• **Task requirements**
Output the stretch from the first line through the line containing "xmin=611 ymin=221 xmax=800 ymax=256" as a Markdown table with the columns Row and Line, giving each line its own numbered row and skipping blank lines. Leave the pictures out of the answer.

— BEGIN Data shown —

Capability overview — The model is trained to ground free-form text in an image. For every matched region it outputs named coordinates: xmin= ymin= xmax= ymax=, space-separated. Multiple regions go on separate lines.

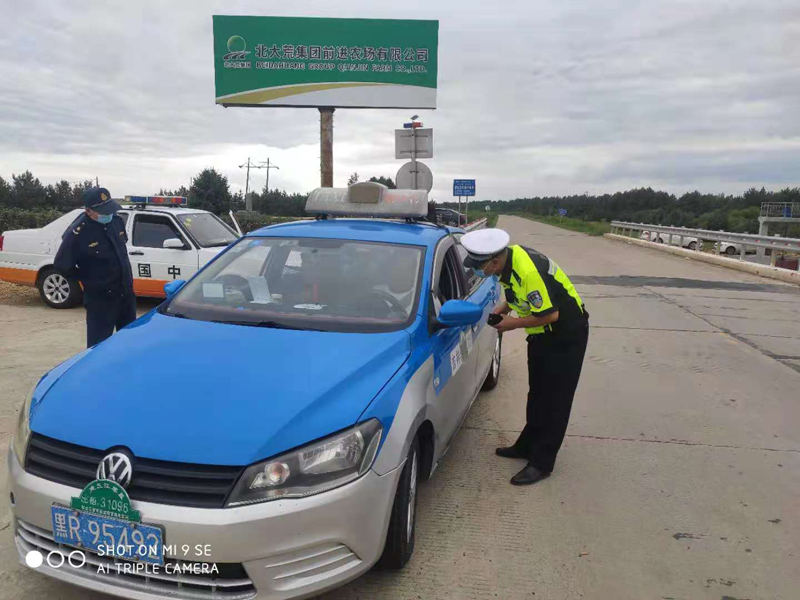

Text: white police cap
xmin=461 ymin=229 xmax=511 ymax=268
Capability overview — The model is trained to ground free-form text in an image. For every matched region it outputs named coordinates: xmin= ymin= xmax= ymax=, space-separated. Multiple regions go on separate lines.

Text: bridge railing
xmin=611 ymin=221 xmax=800 ymax=256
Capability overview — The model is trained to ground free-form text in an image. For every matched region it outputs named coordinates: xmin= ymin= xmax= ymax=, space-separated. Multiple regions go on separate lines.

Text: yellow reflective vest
xmin=500 ymin=245 xmax=587 ymax=335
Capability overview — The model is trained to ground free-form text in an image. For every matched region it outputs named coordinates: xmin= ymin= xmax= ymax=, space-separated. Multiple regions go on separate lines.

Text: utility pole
xmin=239 ymin=156 xmax=280 ymax=212
xmin=264 ymin=158 xmax=280 ymax=194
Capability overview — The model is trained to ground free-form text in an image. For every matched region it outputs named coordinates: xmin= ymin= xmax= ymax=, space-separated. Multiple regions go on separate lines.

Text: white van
xmin=0 ymin=196 xmax=239 ymax=308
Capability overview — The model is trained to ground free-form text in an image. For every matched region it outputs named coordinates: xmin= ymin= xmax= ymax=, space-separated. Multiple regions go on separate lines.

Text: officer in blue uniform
xmin=461 ymin=229 xmax=589 ymax=485
xmin=55 ymin=187 xmax=136 ymax=347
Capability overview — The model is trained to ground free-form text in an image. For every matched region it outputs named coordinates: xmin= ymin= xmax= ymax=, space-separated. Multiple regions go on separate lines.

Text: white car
xmin=639 ymin=231 xmax=697 ymax=250
xmin=714 ymin=242 xmax=742 ymax=256
xmin=0 ymin=196 xmax=239 ymax=308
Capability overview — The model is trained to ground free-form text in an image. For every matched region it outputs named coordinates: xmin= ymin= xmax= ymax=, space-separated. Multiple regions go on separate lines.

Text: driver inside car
xmin=373 ymin=253 xmax=418 ymax=317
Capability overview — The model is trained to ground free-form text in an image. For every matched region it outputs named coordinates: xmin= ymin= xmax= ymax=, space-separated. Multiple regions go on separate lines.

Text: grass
xmin=508 ymin=213 xmax=611 ymax=235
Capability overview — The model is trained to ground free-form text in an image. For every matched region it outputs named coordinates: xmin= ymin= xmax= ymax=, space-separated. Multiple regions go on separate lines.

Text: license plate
xmin=52 ymin=504 xmax=164 ymax=565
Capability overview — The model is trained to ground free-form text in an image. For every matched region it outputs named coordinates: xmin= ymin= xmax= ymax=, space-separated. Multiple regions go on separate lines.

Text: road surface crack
xmin=463 ymin=425 xmax=800 ymax=454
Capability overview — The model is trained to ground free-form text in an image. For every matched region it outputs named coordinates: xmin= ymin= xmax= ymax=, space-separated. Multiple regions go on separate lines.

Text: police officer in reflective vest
xmin=461 ymin=229 xmax=589 ymax=485
xmin=54 ymin=187 xmax=136 ymax=347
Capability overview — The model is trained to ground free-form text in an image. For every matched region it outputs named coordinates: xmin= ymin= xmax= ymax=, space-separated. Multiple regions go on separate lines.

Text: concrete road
xmin=0 ymin=217 xmax=800 ymax=600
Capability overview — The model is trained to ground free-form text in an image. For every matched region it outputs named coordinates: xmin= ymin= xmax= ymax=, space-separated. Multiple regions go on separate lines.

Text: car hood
xmin=31 ymin=312 xmax=411 ymax=466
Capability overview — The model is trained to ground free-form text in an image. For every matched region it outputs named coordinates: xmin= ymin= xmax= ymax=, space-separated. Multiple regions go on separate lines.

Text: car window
xmin=178 ymin=213 xmax=239 ymax=248
xmin=163 ymin=237 xmax=425 ymax=332
xmin=456 ymin=244 xmax=483 ymax=296
xmin=436 ymin=247 xmax=461 ymax=308
xmin=133 ymin=215 xmax=185 ymax=248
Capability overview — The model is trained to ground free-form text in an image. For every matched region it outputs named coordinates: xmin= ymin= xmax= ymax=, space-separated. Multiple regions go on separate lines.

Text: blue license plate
xmin=52 ymin=504 xmax=164 ymax=565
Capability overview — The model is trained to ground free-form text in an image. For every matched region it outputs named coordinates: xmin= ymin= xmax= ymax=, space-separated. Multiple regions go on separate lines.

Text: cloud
xmin=0 ymin=0 xmax=800 ymax=200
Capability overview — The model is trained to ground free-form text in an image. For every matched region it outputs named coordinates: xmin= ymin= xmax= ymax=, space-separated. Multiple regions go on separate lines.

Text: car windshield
xmin=161 ymin=237 xmax=424 ymax=332
xmin=178 ymin=213 xmax=238 ymax=248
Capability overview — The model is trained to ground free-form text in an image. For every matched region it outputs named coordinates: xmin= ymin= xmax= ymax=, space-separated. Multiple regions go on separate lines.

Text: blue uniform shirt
xmin=54 ymin=215 xmax=133 ymax=293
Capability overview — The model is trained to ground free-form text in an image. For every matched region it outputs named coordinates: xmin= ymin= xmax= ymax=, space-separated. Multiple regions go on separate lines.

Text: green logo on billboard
xmin=70 ymin=479 xmax=142 ymax=523
xmin=222 ymin=35 xmax=250 ymax=60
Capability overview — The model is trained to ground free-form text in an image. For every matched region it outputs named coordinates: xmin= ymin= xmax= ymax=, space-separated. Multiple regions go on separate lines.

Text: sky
xmin=0 ymin=0 xmax=800 ymax=201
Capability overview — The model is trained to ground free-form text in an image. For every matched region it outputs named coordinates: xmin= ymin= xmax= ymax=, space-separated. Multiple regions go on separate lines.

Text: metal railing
xmin=464 ymin=219 xmax=486 ymax=231
xmin=611 ymin=221 xmax=800 ymax=260
xmin=761 ymin=202 xmax=800 ymax=219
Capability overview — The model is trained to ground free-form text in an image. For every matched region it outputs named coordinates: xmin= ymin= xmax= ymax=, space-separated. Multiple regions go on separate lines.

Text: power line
xmin=239 ymin=156 xmax=280 ymax=211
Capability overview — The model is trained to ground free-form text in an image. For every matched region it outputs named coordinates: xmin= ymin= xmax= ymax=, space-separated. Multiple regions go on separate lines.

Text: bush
xmin=0 ymin=208 xmax=64 ymax=234
xmin=221 ymin=212 xmax=316 ymax=233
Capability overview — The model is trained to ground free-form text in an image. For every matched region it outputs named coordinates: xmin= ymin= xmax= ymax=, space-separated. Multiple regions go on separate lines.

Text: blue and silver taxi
xmin=8 ymin=183 xmax=501 ymax=600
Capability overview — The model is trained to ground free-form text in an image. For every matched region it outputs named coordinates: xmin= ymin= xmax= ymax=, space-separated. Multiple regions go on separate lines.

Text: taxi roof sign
xmin=125 ymin=196 xmax=189 ymax=206
xmin=306 ymin=181 xmax=428 ymax=219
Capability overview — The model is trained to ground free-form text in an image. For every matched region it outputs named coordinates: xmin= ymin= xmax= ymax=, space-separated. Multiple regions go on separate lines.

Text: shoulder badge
xmin=528 ymin=290 xmax=544 ymax=308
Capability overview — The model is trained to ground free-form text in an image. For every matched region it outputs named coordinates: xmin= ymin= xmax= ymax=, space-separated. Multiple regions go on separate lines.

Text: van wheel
xmin=481 ymin=334 xmax=503 ymax=392
xmin=378 ymin=438 xmax=419 ymax=571
xmin=36 ymin=267 xmax=83 ymax=308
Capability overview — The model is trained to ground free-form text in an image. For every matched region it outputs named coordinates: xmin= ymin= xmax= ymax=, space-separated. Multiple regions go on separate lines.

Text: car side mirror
xmin=161 ymin=238 xmax=186 ymax=250
xmin=436 ymin=300 xmax=483 ymax=327
xmin=164 ymin=279 xmax=186 ymax=299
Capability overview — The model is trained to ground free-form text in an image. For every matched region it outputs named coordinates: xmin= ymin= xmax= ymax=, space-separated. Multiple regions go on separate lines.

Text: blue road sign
xmin=453 ymin=179 xmax=475 ymax=196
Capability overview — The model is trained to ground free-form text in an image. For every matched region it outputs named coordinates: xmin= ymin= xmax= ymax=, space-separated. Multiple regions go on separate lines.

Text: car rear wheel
xmin=36 ymin=267 xmax=82 ymax=308
xmin=481 ymin=334 xmax=503 ymax=391
xmin=378 ymin=438 xmax=419 ymax=571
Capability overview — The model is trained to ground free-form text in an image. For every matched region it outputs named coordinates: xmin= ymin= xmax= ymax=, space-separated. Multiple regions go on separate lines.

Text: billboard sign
xmin=453 ymin=179 xmax=475 ymax=196
xmin=214 ymin=15 xmax=439 ymax=108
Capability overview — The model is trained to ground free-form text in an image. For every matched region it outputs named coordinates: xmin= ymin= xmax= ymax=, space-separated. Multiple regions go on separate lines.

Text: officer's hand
xmin=494 ymin=315 xmax=519 ymax=333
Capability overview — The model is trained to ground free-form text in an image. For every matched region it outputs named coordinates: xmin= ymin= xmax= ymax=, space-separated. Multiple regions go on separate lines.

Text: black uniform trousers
xmin=514 ymin=319 xmax=589 ymax=473
xmin=83 ymin=286 xmax=136 ymax=348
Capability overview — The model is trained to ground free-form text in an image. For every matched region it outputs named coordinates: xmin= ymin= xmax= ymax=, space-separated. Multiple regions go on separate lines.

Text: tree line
xmin=0 ymin=168 xmax=395 ymax=217
xmin=446 ymin=187 xmax=800 ymax=234
xmin=0 ymin=168 xmax=800 ymax=235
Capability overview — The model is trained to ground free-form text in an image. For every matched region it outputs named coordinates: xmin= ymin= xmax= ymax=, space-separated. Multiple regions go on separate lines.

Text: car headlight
xmin=11 ymin=384 xmax=38 ymax=467
xmin=227 ymin=419 xmax=383 ymax=506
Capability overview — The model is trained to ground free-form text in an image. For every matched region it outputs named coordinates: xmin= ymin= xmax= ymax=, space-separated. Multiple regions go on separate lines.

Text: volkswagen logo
xmin=97 ymin=452 xmax=133 ymax=488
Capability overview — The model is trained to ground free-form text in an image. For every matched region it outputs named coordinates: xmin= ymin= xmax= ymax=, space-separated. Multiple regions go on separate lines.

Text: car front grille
xmin=16 ymin=520 xmax=256 ymax=600
xmin=25 ymin=433 xmax=244 ymax=508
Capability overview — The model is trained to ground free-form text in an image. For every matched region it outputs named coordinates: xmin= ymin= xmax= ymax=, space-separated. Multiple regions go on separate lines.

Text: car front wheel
xmin=378 ymin=438 xmax=419 ymax=571
xmin=36 ymin=267 xmax=82 ymax=308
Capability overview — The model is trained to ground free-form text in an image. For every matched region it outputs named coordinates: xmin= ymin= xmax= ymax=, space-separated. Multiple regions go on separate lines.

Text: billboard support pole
xmin=319 ymin=108 xmax=336 ymax=187
xmin=411 ymin=127 xmax=418 ymax=190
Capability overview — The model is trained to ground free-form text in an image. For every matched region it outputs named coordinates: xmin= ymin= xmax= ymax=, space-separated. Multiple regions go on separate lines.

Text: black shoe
xmin=511 ymin=463 xmax=550 ymax=485
xmin=494 ymin=446 xmax=525 ymax=458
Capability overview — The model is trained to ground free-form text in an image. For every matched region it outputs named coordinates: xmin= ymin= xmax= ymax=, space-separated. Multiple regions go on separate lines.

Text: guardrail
xmin=464 ymin=218 xmax=487 ymax=231
xmin=611 ymin=221 xmax=800 ymax=259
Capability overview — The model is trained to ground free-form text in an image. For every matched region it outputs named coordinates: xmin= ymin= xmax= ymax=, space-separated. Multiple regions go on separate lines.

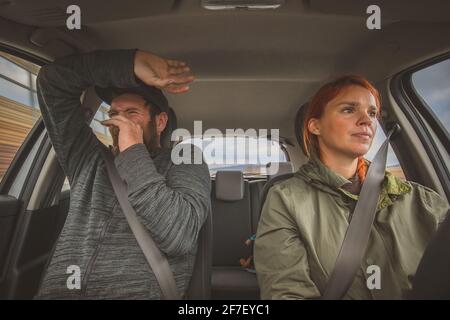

— END Data shown —

• **Answer to the exercise**
| Row | Line |
|---|---|
| 1 | Capability overview — The model is trained to ground free-form text in an image. For every matched region it outputs named coordinates: xmin= ymin= xmax= ymax=, space-separated. Multiple regions go on separate lines. |
| 2 | Text: white police cap |
| 3 | xmin=461 ymin=229 xmax=511 ymax=268 |
| 4 | Capability overview — The model is trained to ground free-form text in an image. For every matched region it outputs named coordinates: xmin= ymin= xmax= ymax=, space-separated. Multiple regions go on separate lines. |
| 5 | Text: bridge railing |
| 6 | xmin=611 ymin=221 xmax=800 ymax=256 |